* EXERCISE A *
Reproduce the part of the bladder cancer article between "Background: African Americans" and "in AA patients.", inclusive, updating "serum samples" to "blood samples".
* EXERCISE B *
According to the bladder cancer article, how many metabolites did targeted metabolomics identify as differing significantly in abundance between African American and European American patients?

* TEXT FOR ANALYSIS *
::::::

AI Article Synopsis

  • African Americans experience higher mortality rates from bladder cancer compared to European Americans, despite lower incidence rates; this study explores the molecular differences in bladder cancer between the two groups using metabolomics.* -
  • Targeted metabolomics identified 53 metabolites, particularly in amino acid, lipid, and nucleotide metabolism, that showed significant differences in abundance between African American and European American bladder cancer patients.* -
  • The findings suggest a unique metabolic profile in African American patients that may help evaluate bladder cancer risk and highlight underlying biological factors contributing to health disparities.*

Article Abstract

Background: African Americans (AAs) experience a disproportionally high rate of bladder cancer (BLCA) deaths even though their incidence rates are lower than those of other patient groups. Using a metabolomics approach, this study investigated how AA BLCA may differ molecularly from European Americans (EAs) BLCA, and it examined serum samples from patients with BLCA with the aim of identifying druggable metabolic pathways in AA patients.

::::::

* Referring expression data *
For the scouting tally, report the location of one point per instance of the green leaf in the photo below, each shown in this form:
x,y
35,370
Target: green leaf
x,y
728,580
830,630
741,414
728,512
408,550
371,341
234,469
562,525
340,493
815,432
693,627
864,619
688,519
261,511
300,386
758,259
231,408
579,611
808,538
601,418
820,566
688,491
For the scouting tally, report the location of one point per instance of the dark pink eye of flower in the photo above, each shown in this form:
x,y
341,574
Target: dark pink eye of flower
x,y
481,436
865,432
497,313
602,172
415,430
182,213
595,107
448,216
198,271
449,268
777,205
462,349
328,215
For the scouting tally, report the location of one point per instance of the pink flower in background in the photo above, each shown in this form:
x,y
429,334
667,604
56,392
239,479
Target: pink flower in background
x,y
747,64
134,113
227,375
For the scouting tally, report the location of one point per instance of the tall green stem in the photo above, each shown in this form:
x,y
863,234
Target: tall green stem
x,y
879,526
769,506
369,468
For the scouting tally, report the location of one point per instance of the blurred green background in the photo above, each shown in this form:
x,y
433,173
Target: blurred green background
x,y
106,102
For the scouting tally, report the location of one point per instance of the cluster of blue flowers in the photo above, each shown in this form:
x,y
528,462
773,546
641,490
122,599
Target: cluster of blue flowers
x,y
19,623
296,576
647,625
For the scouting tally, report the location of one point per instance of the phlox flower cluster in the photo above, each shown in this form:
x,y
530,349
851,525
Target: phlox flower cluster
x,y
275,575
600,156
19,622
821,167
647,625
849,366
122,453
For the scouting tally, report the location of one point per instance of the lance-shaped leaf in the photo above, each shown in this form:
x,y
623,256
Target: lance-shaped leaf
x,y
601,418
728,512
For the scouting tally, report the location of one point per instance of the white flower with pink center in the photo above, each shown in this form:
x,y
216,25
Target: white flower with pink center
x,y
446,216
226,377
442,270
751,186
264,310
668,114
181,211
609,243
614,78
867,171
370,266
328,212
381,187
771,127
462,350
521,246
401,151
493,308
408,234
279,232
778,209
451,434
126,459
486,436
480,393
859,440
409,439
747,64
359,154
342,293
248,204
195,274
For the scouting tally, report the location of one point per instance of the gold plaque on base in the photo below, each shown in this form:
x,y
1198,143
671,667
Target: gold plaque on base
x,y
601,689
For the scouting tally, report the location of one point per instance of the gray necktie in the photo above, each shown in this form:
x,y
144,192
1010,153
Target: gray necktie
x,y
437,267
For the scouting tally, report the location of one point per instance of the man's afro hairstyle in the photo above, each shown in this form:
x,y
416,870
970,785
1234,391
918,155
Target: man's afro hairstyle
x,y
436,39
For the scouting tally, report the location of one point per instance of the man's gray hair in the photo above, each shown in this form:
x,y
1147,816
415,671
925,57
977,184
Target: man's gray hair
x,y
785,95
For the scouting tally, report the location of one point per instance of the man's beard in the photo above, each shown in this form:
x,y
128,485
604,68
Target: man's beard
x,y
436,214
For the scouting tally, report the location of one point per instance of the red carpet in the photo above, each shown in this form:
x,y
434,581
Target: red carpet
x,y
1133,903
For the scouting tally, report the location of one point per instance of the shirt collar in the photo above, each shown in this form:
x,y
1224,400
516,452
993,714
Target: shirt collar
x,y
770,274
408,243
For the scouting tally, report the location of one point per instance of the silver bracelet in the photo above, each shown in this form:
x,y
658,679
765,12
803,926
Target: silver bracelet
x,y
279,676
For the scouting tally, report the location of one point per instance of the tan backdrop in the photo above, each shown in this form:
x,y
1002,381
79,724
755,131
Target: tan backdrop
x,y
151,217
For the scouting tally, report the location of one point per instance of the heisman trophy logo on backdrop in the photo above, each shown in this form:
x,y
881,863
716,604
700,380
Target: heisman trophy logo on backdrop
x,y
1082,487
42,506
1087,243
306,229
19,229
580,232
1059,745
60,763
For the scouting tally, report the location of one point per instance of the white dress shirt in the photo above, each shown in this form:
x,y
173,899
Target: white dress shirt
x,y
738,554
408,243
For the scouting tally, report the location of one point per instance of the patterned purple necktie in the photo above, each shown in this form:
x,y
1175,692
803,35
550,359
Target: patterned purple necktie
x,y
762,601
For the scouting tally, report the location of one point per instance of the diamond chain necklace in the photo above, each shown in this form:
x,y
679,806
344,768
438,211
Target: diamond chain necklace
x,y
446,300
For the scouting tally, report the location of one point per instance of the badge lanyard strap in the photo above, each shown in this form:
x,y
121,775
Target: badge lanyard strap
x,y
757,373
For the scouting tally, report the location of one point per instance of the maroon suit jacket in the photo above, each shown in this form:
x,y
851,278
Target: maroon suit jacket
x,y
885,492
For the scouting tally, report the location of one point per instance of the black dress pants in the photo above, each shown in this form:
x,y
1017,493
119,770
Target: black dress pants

::::::

* EXERCISE RESPONSE A *
Background: African Americans (AAs) experience a disproportionally high rate of bladder cancer (BLCA) deaths even though their incidence rates are lower than those of other patient groups. Using a metabolomics approach, this study investigated how AA BLCA may differ molecularly from European Americans (EAs) BLCA, and it examined blood samples from patients with BLCA with the aim of identifying druggable metabolic pathways in AA patients.

* EXERCISE RESPONSE B *
53 metabolites.